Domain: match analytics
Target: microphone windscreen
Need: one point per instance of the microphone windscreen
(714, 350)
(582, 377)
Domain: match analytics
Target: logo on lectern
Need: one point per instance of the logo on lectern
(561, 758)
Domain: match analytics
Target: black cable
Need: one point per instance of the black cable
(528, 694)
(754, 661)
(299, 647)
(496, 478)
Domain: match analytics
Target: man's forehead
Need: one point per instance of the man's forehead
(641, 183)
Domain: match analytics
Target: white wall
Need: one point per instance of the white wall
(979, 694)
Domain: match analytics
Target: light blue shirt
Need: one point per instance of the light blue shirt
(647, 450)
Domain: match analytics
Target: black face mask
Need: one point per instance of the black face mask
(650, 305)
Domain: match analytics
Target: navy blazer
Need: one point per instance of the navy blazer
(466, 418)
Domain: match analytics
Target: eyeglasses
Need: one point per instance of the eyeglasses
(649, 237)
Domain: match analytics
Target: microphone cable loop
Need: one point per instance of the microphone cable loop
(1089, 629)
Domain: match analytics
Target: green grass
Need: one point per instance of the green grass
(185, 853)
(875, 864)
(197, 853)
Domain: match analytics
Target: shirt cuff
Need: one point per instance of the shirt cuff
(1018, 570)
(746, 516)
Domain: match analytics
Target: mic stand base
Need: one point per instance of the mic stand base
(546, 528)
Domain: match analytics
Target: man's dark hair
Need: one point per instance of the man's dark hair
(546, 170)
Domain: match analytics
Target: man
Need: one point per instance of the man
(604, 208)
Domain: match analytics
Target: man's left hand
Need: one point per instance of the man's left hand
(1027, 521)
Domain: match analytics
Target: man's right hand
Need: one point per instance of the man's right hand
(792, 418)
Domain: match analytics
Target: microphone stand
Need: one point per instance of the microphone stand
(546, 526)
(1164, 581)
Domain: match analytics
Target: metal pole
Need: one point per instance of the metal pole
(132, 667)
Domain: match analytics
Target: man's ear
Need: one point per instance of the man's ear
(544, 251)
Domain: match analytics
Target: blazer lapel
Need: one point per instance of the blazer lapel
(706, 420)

■ Given problem ■
In the listing above, count the lines that contain the string "mask", matching case exactly. Reply with the number alone.

■ Task response ■
2